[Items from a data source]

□ □ □ □

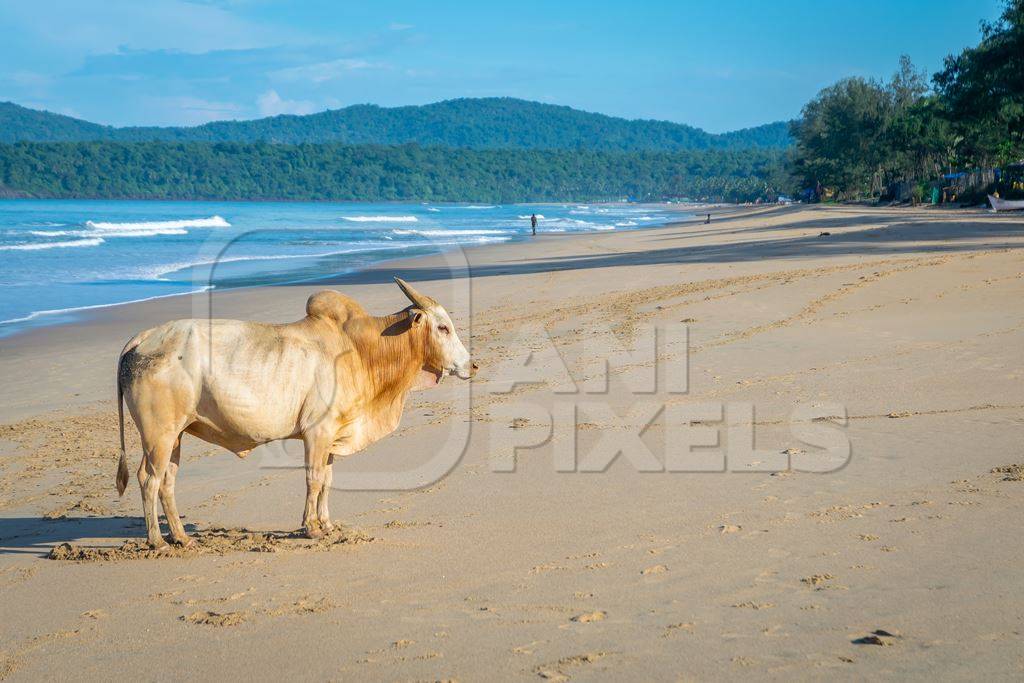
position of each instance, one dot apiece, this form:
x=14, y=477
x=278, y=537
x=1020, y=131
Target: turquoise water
x=60, y=257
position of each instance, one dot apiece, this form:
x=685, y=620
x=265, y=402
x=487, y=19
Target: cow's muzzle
x=466, y=372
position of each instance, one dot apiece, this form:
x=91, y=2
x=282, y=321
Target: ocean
x=58, y=258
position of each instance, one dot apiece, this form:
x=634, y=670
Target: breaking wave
x=380, y=219
x=156, y=226
x=91, y=242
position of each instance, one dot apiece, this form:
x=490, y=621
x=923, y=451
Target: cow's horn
x=419, y=300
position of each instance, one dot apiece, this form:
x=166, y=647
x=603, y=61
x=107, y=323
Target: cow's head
x=445, y=353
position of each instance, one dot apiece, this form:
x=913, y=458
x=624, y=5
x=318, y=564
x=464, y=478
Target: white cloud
x=270, y=103
x=323, y=71
x=188, y=111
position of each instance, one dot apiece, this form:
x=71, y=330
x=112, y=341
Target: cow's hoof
x=182, y=541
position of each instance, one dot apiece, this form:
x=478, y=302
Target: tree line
x=859, y=135
x=264, y=171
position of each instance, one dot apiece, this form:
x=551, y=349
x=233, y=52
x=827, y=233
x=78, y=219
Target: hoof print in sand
x=214, y=619
x=213, y=542
x=590, y=616
x=1010, y=472
x=879, y=637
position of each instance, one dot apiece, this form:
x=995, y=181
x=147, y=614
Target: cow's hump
x=333, y=305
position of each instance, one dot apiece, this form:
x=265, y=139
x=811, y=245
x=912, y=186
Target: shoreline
x=80, y=313
x=803, y=552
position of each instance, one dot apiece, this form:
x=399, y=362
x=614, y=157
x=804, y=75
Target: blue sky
x=717, y=65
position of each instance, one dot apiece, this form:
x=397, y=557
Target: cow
x=337, y=379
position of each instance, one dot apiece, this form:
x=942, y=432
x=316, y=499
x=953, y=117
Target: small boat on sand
x=1006, y=205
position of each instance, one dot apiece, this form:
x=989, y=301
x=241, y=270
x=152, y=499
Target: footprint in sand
x=590, y=616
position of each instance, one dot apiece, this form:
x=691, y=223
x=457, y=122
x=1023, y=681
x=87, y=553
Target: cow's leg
x=316, y=451
x=156, y=457
x=170, y=506
x=323, y=513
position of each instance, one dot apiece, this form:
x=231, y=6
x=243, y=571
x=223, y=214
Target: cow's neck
x=392, y=352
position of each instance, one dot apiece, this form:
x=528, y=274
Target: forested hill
x=476, y=123
x=372, y=173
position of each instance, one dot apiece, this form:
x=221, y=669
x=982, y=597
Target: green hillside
x=478, y=123
x=261, y=171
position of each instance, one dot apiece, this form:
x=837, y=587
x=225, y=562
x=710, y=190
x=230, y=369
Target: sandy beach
x=900, y=558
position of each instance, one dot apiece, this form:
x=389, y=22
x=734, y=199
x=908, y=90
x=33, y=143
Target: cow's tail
x=122, y=478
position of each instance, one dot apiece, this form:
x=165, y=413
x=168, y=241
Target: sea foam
x=153, y=226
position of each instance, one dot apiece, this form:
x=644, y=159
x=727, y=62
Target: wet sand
x=903, y=560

□ □ □ □

_Task_
Output each entry verbatim; none of the pictures should be included.

_Task response_
position of each instance, one dot apiece, this form:
x=14, y=477
x=278, y=537
x=1020, y=131
Target: turquoise water
x=60, y=257
position of each instance, one dot apiece, this form:
x=685, y=620
x=265, y=402
x=487, y=19
Target: cow's muzzle
x=466, y=372
position of each instance, one dot apiece, this form:
x=91, y=2
x=282, y=321
Target: ocean
x=58, y=258
position of each instance, one dot apiece, this form:
x=634, y=670
Target: breaking wave
x=380, y=219
x=156, y=226
x=91, y=242
position of each instance, one dot apiece, this form:
x=490, y=621
x=923, y=451
Target: cow's horn
x=419, y=300
position of each instance, one dot apiece, this form:
x=166, y=647
x=603, y=61
x=107, y=323
Target: cow's head
x=445, y=353
position of each instance, one dot apiece, this form:
x=913, y=458
x=624, y=5
x=318, y=564
x=464, y=478
Target: white cloud
x=270, y=103
x=323, y=71
x=188, y=111
position of each instance, one dot apiece, this form:
x=71, y=330
x=112, y=341
Target: cow's hoof
x=182, y=541
position of each instance, one dot apiece, this form:
x=478, y=302
Target: tree line
x=859, y=135
x=264, y=171
position of each instance, one dot apiece, this form:
x=551, y=349
x=233, y=52
x=827, y=233
x=78, y=219
Target: hoof print in sand
x=214, y=619
x=213, y=542
x=590, y=616
x=1010, y=472
x=879, y=637
position of each instance, one dot apiece, this form:
x=995, y=181
x=147, y=614
Target: cow's hump
x=333, y=305
position of each instance, one dot apiece, this form:
x=265, y=139
x=811, y=245
x=912, y=186
Target: shoreline
x=80, y=313
x=803, y=552
position of each instance, one dot apiece, this form:
x=399, y=362
x=614, y=157
x=804, y=75
Target: blue sky
x=717, y=65
position of each instance, one dot apiece, this form:
x=397, y=557
Target: cow
x=337, y=379
position of each instance, one dot apiece, this form:
x=942, y=432
x=316, y=499
x=953, y=117
Target: small boat on sand
x=1006, y=205
position of each instance, one dot apiece, this form:
x=989, y=301
x=241, y=270
x=152, y=499
Target: footprint in sand
x=590, y=616
position of each instance, one dot apiece, this form:
x=691, y=223
x=457, y=122
x=1023, y=681
x=87, y=553
Target: cow's leg
x=316, y=451
x=156, y=457
x=170, y=506
x=323, y=513
position of each instance, one dot apiece, this form:
x=231, y=6
x=243, y=571
x=223, y=214
Target: cow's neck
x=392, y=352
position of each instance, one dot apiece, this form:
x=528, y=274
Target: forested hill
x=476, y=123
x=372, y=173
position of each instance, one dot apiece, this form:
x=221, y=669
x=982, y=597
Target: green hillside
x=478, y=123
x=261, y=171
position of each instance, one dot apiece, this form:
x=837, y=587
x=225, y=562
x=710, y=190
x=230, y=369
Target: sandy beach
x=900, y=558
position of each instance, one dot apiece, this form:
x=389, y=22
x=734, y=199
x=908, y=90
x=33, y=143
Target: cow's tail
x=122, y=478
position of each instance, one dot apiece, this form:
x=165, y=413
x=168, y=241
Target: sea foam
x=153, y=226
position of each instance, one dot apiece, this form:
x=644, y=159
x=727, y=62
Target: wet sand
x=903, y=560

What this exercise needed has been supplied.